PAGE EXTRACT>
|                       | 6.823                        |                  |
|-----------------------|------------------------------|------------------|
|                       | Computer System Architecture |                  |
|                       | Lab 1                        |                  |
| Assigned Feb 14, 2014 | Worth 5% of Course Grade     | Due Feb 26, 2014 |
|                       |                              |                  |

http://csg.csail.mit.edu/6.823/

#### Summary

In lecture, we will shortly discuss the concept of pipelining for parallelism. Recall that the main difficulty in pipelining is pipeline hazards, that is, data dependencies between instructions in the pipeline. We will discuss two main possibilities for dealing with pipeline hazards in class: stalling and data forwarding. Stalling means that we stop issuing instructions when we detect that the next instruction that we will issue depends on the result of in-flight instructions. We resume issuing instructions once all the data dependencies have been resolved by the completion of the in-flight instructions. Although it is simple to implement and has little impact on the critical path and area of the processor in question, stalling cuts the throughput of the processor by introducing 'bubble' cycles in which no useful work is accomplished. An alternative to stalling is data forwarding. Rather than waiting for the instruction to complete and commit data to the register file, we forward the data from an earlier instructions in the pipeline directly to later instructions. Data forwarding requires more hardware to implement than stalling. However, data forwarding has higher throughput since many stall cycles are avoided. Given this choice of how to handle hazards, which one should the architect choose?

When investigating design tradeoffs, architects typically run simulation experiments to determine the merits of the proposed architectures. To answer the question posed in the preceding paragraph, you will analyze the read after write data dependencies of a series of benchmarks from the SPEC2000 test suite using Pin. Armed with this information you will decide which architecture should be implemented to handle pipeline hazards.

As always, this lab is to be completed individually. You are encouraged to discuss lab concepts with fellow classmates.

#### Setting up

First, as for Lab 0, set up your environment for Pin. You will need to do this each time you log in to work on the labs.

% add 6.823 % source /mit/6.823/Fall12/setup.csh (or setup.sh depending on your shell)

To obtain the materials for lab 1, use the following commands, assuming that you start in your individual repository (cd \$USER) from the previous lab:

% svn export \$LAB1ROOT

% svn add lab1handout % svn commit -m "Lab 1 Initial Check-in"

In the lab1handount directory that just got created, you should find a make file, some sample source code, and a test script. Type the following at the command prompt:

% cd lab1handout % make

Make will build the regDeps Pin tool. The regDeps Pin tool can be invoked from the command line in the following manner:

% pin -t regDeps – [target\_executable]

However, attempting to run the Pin tool now will result in a failure message, "Warning: Pin Tool not implemented."

We have provided a test perl script lab1test.pl. The perl script will invoke Pin using the regDeps Pintool on multiple SPEC binaries. To invoke the perl script, type:

% ./lab1test.pl

Although we provide a script that will test your Pin tool, the script will not verify your Pin tool, and we will not release the expected results of the test cases. Further, we reserve the right to run test cases not included in the released test script. You are encouraged to compare your results with your classmates.

### Lab Task

The purpose of this lab is to generate a histogram of the distances between instruction dependencies in a set of benchmarks. We define instruction dependency distance to be the number of instructions between when a register is written by instruction and when the register is read by a subsequent instruction. In the following toy example written in MIPS-like assembly (with the modified register in the leftmost position), r1 has dependency distances of one and three.

SUPPLIED MATERIAL>
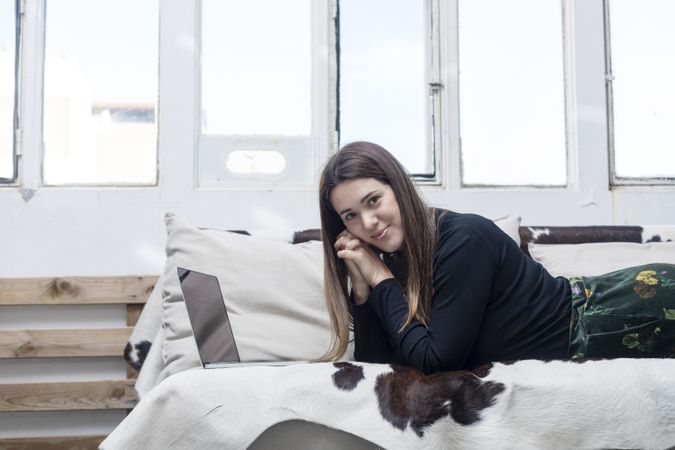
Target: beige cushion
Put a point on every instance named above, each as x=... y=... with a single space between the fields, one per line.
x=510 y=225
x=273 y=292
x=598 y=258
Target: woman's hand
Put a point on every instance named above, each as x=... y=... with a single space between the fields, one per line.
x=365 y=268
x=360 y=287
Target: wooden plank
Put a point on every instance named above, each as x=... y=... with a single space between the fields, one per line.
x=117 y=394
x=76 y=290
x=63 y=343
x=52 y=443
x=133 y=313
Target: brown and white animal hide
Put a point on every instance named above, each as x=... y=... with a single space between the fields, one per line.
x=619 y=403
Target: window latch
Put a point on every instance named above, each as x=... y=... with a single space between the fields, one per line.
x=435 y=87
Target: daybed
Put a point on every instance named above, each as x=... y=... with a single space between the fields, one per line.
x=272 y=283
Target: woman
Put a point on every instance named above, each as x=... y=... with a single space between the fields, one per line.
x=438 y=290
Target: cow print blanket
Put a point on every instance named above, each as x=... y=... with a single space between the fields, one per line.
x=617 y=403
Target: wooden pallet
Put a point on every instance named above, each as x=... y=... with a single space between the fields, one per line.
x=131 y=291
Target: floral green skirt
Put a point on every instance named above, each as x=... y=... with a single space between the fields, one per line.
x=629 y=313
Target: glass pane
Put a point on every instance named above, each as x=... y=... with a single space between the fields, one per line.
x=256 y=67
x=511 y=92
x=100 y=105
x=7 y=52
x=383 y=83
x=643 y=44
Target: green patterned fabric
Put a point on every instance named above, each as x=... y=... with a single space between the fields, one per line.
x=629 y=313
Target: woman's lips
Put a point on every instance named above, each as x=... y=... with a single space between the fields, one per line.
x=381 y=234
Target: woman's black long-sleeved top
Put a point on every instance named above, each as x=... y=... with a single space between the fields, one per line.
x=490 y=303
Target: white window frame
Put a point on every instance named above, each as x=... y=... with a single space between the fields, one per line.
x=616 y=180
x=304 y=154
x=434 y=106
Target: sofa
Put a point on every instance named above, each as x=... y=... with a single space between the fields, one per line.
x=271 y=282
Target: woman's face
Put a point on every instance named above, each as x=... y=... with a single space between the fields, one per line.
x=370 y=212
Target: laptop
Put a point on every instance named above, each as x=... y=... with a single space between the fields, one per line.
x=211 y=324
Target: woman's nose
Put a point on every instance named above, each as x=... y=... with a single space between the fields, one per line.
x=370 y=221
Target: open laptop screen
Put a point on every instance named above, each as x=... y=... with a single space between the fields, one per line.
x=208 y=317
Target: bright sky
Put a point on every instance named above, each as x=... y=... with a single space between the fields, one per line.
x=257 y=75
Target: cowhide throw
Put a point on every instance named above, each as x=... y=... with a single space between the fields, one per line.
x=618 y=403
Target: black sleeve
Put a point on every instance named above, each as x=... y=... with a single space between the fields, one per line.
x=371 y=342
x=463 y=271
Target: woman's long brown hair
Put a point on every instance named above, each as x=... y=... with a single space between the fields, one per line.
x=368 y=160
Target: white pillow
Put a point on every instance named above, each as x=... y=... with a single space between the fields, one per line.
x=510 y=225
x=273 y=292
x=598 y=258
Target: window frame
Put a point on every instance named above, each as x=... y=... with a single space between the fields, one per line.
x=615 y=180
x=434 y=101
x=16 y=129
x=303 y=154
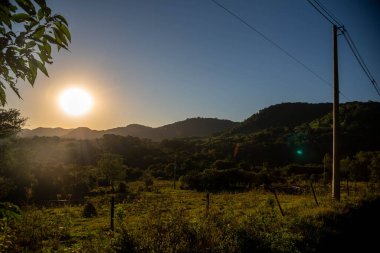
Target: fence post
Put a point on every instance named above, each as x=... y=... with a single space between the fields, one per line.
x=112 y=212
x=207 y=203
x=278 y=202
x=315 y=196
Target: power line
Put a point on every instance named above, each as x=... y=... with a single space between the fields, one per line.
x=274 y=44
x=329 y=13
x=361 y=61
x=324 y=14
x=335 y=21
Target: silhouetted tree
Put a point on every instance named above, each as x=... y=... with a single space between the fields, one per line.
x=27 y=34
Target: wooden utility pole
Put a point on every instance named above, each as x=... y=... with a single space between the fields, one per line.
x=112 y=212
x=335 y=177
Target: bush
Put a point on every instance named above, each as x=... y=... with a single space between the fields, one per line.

---

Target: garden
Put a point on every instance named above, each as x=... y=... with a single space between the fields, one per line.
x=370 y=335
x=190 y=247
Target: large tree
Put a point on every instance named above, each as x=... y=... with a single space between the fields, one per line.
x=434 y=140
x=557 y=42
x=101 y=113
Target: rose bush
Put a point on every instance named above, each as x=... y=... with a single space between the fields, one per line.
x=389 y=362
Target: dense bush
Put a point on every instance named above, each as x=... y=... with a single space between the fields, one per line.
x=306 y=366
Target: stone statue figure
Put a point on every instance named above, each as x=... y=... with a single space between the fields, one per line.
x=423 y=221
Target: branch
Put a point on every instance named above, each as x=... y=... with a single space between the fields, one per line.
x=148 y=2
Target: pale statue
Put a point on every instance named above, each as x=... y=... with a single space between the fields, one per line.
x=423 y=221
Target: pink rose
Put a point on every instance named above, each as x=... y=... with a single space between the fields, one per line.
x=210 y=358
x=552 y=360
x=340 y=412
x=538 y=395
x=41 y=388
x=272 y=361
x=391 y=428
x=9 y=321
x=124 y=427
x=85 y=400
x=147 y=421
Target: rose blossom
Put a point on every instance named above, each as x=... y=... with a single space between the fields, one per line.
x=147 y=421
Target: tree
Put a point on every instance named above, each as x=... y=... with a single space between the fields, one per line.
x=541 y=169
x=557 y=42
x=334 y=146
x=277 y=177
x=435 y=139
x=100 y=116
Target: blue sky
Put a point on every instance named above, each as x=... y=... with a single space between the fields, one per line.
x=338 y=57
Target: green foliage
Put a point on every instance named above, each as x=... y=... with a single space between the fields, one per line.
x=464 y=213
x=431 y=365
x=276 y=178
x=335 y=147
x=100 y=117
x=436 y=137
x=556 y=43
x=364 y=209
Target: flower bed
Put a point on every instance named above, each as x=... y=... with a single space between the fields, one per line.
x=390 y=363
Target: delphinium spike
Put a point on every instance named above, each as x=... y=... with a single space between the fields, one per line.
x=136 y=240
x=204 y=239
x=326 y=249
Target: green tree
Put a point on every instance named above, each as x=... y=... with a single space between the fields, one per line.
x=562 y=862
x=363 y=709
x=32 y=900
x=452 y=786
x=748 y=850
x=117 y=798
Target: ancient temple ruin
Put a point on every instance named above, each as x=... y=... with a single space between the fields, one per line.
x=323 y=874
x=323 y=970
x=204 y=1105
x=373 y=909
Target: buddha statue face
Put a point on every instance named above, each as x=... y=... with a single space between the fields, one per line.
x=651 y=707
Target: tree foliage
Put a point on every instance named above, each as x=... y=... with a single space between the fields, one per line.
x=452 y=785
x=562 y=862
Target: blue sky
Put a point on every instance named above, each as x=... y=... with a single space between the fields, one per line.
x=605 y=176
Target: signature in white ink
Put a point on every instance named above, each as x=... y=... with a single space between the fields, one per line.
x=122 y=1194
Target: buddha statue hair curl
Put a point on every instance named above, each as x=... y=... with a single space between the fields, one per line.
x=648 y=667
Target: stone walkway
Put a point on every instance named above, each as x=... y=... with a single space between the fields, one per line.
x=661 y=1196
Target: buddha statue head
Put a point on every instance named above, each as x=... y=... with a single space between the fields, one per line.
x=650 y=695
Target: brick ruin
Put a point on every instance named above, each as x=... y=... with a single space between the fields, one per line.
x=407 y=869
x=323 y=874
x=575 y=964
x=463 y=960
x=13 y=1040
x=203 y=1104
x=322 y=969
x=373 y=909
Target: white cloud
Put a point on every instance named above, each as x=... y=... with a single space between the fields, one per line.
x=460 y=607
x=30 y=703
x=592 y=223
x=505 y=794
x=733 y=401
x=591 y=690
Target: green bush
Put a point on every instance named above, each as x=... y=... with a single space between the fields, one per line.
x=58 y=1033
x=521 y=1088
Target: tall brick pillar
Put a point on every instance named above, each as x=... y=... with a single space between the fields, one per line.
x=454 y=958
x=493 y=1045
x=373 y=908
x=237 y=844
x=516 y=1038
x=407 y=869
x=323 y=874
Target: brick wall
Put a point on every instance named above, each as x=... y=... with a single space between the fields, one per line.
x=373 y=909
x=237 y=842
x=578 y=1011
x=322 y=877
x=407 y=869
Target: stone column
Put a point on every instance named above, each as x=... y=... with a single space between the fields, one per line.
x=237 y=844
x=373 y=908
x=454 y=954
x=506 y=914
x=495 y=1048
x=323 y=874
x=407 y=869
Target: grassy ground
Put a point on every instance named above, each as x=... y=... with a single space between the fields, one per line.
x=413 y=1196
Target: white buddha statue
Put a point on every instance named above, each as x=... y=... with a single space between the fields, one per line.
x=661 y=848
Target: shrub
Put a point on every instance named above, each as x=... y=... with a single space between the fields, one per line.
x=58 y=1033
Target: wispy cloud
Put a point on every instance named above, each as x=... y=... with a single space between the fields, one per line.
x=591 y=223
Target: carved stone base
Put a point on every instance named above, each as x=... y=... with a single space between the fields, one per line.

* * *

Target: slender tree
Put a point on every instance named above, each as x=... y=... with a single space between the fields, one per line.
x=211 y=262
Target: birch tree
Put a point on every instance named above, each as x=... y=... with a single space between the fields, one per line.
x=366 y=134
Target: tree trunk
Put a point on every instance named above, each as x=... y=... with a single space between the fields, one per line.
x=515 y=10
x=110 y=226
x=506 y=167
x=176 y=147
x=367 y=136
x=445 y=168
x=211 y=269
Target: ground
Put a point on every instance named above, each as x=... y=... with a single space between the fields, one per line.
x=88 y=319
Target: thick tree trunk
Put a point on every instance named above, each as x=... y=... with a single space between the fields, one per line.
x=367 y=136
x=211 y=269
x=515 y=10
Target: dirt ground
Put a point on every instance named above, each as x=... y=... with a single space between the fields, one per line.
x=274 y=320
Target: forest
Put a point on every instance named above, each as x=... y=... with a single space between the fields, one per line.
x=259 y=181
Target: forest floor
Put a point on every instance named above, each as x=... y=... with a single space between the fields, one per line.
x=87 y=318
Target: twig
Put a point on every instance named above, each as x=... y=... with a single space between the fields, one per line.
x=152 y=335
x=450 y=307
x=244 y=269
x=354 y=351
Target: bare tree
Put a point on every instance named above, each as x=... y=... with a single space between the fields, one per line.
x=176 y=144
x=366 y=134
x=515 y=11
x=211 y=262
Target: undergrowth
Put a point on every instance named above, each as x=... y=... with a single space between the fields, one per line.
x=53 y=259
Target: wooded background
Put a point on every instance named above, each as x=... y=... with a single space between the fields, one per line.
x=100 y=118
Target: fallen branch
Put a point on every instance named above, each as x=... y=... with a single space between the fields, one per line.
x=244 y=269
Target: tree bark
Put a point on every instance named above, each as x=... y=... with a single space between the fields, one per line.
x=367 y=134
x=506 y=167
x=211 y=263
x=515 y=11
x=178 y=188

GIVEN TASK> State whether each of the following statements agrees with the Lab 1 handout, answering yes or no and quoting the handout's deciding words exactly. 1. Stalling requires more hardware to implement than data forwarding. 2. The lab is to be completed individually. 3. The expected results of the test cases will be released.

RESPONSE TO THE TASK>
1. No: "Data forwarding requires more hardware to implement than stalling."
2. Yes: "this lab is to be completed individually."
3. No: "we will not release the expected results of the test cases."